Consigne
Modifiez toutes les lignes ci-dessous en remplaçant « gets its own outline » par « receives a separate outline », sans rien changer d'autre. Ne reprenez pas les images dans votre réponse.

================================

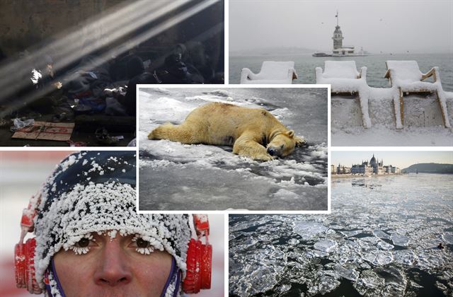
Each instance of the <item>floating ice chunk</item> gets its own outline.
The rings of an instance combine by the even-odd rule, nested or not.
[[[381,250],[392,250],[394,248],[395,248],[394,245],[391,245],[390,243],[387,243],[385,241],[382,241],[382,240],[377,243],[377,247]]]
[[[319,233],[326,232],[328,228],[316,222],[295,222],[293,232],[299,234],[303,239],[311,239]]]
[[[394,256],[391,252],[378,250],[365,254],[363,260],[368,261],[373,265],[385,265],[393,262]]]
[[[442,235],[444,240],[449,245],[453,245],[453,233],[445,233]]]
[[[323,275],[319,279],[319,285],[318,286],[319,293],[325,294],[331,291],[335,290],[338,286],[340,286],[340,281],[336,277]]]
[[[317,241],[314,247],[316,250],[322,250],[323,252],[330,252],[332,250],[335,250],[337,247],[337,243],[331,240],[330,239],[325,239],[322,240]]]
[[[290,289],[291,289],[290,284],[284,284],[284,285],[282,285],[280,288],[278,288],[277,291],[280,293],[285,293],[285,292],[287,292]]]
[[[288,240],[288,243],[290,244],[291,245],[297,245],[299,243],[300,243],[300,240],[296,238],[291,238],[290,240]]]
[[[284,200],[297,200],[301,199],[301,197],[294,192],[288,191],[285,189],[280,189],[274,194],[274,198]]]
[[[348,269],[340,264],[336,264],[333,270],[341,277],[355,281],[359,278],[359,272],[353,268]]]
[[[394,259],[396,263],[405,265],[413,265],[417,259],[415,252],[411,250],[394,251]]]
[[[343,235],[346,237],[351,237],[360,234],[362,233],[362,230],[352,230],[349,231],[340,231]]]
[[[409,238],[407,236],[400,234],[392,234],[390,235],[390,239],[394,242],[394,245],[401,247],[407,247],[409,242]]]
[[[383,287],[385,280],[373,270],[365,270],[360,274],[360,278],[354,284],[354,288],[363,296],[372,296],[376,289]]]
[[[374,234],[375,236],[377,236],[379,238],[390,239],[390,235],[380,229],[373,230],[373,234]]]

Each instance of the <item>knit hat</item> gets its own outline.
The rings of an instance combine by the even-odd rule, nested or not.
[[[54,255],[62,248],[87,252],[74,244],[93,232],[108,231],[112,238],[117,233],[142,238],[151,248],[137,252],[165,250],[185,274],[191,235],[189,216],[138,214],[135,164],[133,151],[80,152],[63,160],[46,180],[34,202],[38,204],[35,267],[41,288]]]

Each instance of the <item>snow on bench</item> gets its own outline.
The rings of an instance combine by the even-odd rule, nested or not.
[[[394,97],[397,129],[403,129],[404,93],[425,92],[436,93],[444,125],[446,128],[451,127],[447,112],[447,94],[442,88],[439,67],[432,67],[423,74],[420,71],[417,61],[387,61],[386,64],[387,71],[384,77],[389,79],[392,88],[397,91]],[[430,76],[434,77],[434,83],[422,81]]]
[[[292,83],[297,78],[294,62],[265,61],[257,74],[248,68],[241,72],[241,83]]]
[[[367,67],[357,71],[355,61],[326,61],[324,71],[321,67],[315,69],[316,83],[331,85],[332,93],[357,93],[363,126],[371,128],[371,120],[368,112],[369,87],[367,84]]]

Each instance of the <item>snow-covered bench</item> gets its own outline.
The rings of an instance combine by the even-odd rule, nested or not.
[[[447,112],[446,97],[440,83],[439,67],[433,67],[425,74],[420,71],[417,61],[387,61],[385,78],[390,80],[392,87],[397,88],[398,95],[394,99],[396,129],[403,129],[404,102],[403,96],[408,93],[436,93],[444,125],[451,127]],[[430,76],[434,77],[434,83],[422,81]],[[397,102],[397,99],[399,101]]]
[[[316,83],[331,85],[331,92],[336,94],[358,93],[362,110],[363,126],[371,128],[368,113],[369,88],[367,84],[367,67],[357,71],[355,61],[326,61],[324,71],[321,67],[315,69]]]
[[[294,62],[265,61],[257,74],[248,68],[241,72],[241,83],[292,83],[297,78]]]

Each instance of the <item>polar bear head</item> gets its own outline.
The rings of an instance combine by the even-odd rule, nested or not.
[[[286,157],[294,151],[295,146],[302,146],[306,142],[304,137],[294,136],[294,130],[272,135],[270,139],[266,146],[268,153],[277,157]]]

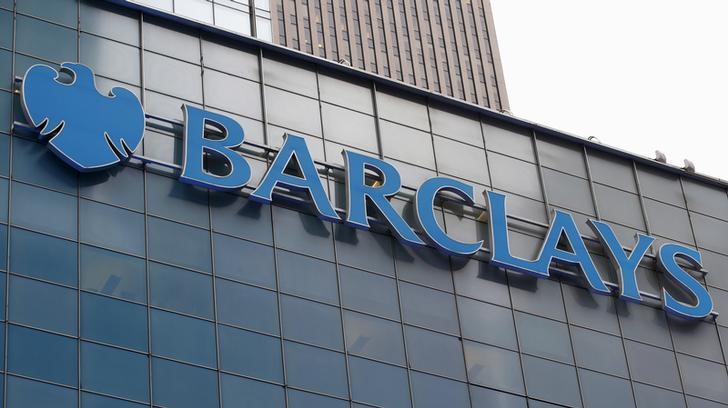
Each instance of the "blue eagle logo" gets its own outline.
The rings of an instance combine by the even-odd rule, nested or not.
[[[70,83],[61,82],[61,73]],[[63,63],[60,71],[47,65],[28,69],[21,87],[25,117],[50,137],[48,147],[78,171],[94,171],[128,160],[144,136],[144,110],[124,88],[108,96],[96,89],[93,71],[82,64]]]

================================

Réponse rédigée
Each instance of the <item>floating ice chunk</item> receives a separate outline.
The rings of an instance combine by the even-odd rule, nested or not.
[[[381,250],[392,250],[394,248],[395,248],[394,245],[391,245],[390,243],[387,243],[385,241],[382,241],[382,240],[377,243],[377,247]]]
[[[319,233],[326,232],[328,228],[316,222],[295,222],[293,232],[299,234],[303,239],[311,239]]]
[[[394,256],[391,252],[378,250],[365,254],[363,260],[368,261],[373,265],[385,265],[393,262]]]
[[[442,235],[444,240],[449,245],[453,245],[453,233],[445,233]]]
[[[323,275],[319,279],[319,285],[318,286],[319,293],[325,294],[331,291],[335,290],[338,286],[340,286],[340,281],[336,277]]]
[[[317,241],[314,247],[316,250],[322,250],[323,252],[330,252],[332,250],[335,250],[337,247],[337,243],[331,240],[330,239],[325,239],[322,240]]]
[[[290,289],[291,289],[290,284],[284,284],[284,285],[282,285],[280,288],[278,288],[277,291],[280,293],[285,293],[285,292],[287,292]]]
[[[288,240],[288,243],[290,244],[291,245],[297,245],[299,243],[300,243],[300,240],[296,238],[291,238],[290,240]]]
[[[284,200],[297,200],[301,199],[301,197],[294,192],[288,191],[285,189],[280,189],[274,194],[274,198]]]
[[[348,269],[340,264],[336,264],[333,270],[341,277],[355,281],[359,278],[359,272],[353,268]]]
[[[394,259],[396,263],[405,265],[413,265],[417,259],[415,252],[411,250],[394,251]]]
[[[343,235],[346,237],[351,237],[360,234],[362,233],[362,230],[352,230],[349,231],[340,231]]]
[[[409,238],[407,236],[400,234],[392,234],[390,235],[390,239],[394,242],[394,245],[401,247],[407,247],[409,242]]]
[[[383,287],[385,280],[373,270],[365,270],[360,274],[360,278],[354,284],[354,288],[363,296],[372,296],[376,289]]]
[[[374,234],[375,236],[377,236],[379,238],[390,239],[390,235],[380,229],[373,230],[373,234]]]

Each instance of the <item>knit hat</item> receives a separate outline.
The rings of an instance combine by the even-odd rule, nested or not.
[[[54,255],[62,248],[87,252],[74,244],[93,232],[108,231],[112,238],[117,233],[142,238],[151,248],[137,252],[165,250],[185,274],[191,235],[189,216],[138,214],[135,164],[133,151],[80,152],[63,160],[46,180],[34,202],[38,204],[35,267],[41,288]]]

Each instance of the <item>snow on bench</item> receives a separate outline.
The rings of an instance combine by the even-odd rule, nested or not.
[[[394,97],[397,129],[403,129],[404,93],[425,92],[436,93],[444,125],[446,128],[451,127],[447,112],[447,94],[442,88],[439,67],[432,67],[423,74],[420,71],[417,61],[387,61],[386,64],[387,71],[384,77],[389,79],[392,88],[397,91]],[[430,76],[434,77],[434,83],[422,81]]]
[[[292,83],[297,78],[294,62],[265,61],[257,74],[248,68],[241,72],[241,83]]]
[[[367,67],[357,71],[355,61],[326,61],[324,71],[321,67],[315,69],[316,83],[331,85],[332,93],[357,93],[363,126],[371,128],[371,120],[368,112],[369,87],[367,84]]]

Each instance of the <item>snow-covered bench</item> receives a separate outline.
The rings of an instance combine by the even-odd rule, nested or not.
[[[447,112],[446,97],[440,83],[439,67],[433,67],[425,74],[420,71],[417,61],[387,61],[385,78],[390,80],[392,87],[397,88],[398,95],[394,99],[396,129],[403,129],[404,102],[403,96],[408,93],[436,93],[444,125],[451,127]],[[430,76],[434,77],[434,83],[422,81]],[[397,102],[397,99],[399,101]]]
[[[316,83],[331,85],[331,92],[336,94],[358,93],[362,110],[363,126],[371,128],[368,113],[369,88],[367,84],[367,67],[357,71],[355,61],[326,61],[324,71],[321,67],[315,69]]]
[[[294,62],[265,61],[257,74],[248,68],[241,72],[241,83],[292,83],[297,78]]]

Each instance of the <item>polar bear head</item> receives a separate outline.
The rings of an instance combine by the even-odd rule, nested or not.
[[[286,157],[294,151],[295,146],[302,146],[306,142],[304,137],[294,136],[294,130],[272,135],[270,139],[266,146],[268,153],[277,157]]]

Each instance of the "blue eagle logo" receives a separate outline.
The rings of an instance combine by the even-odd rule, nested or not.
[[[70,83],[61,82],[61,73]],[[63,63],[60,71],[47,65],[28,69],[21,87],[25,117],[50,137],[48,147],[78,171],[94,171],[128,160],[144,136],[144,110],[124,88],[108,96],[96,89],[93,71],[82,64]]]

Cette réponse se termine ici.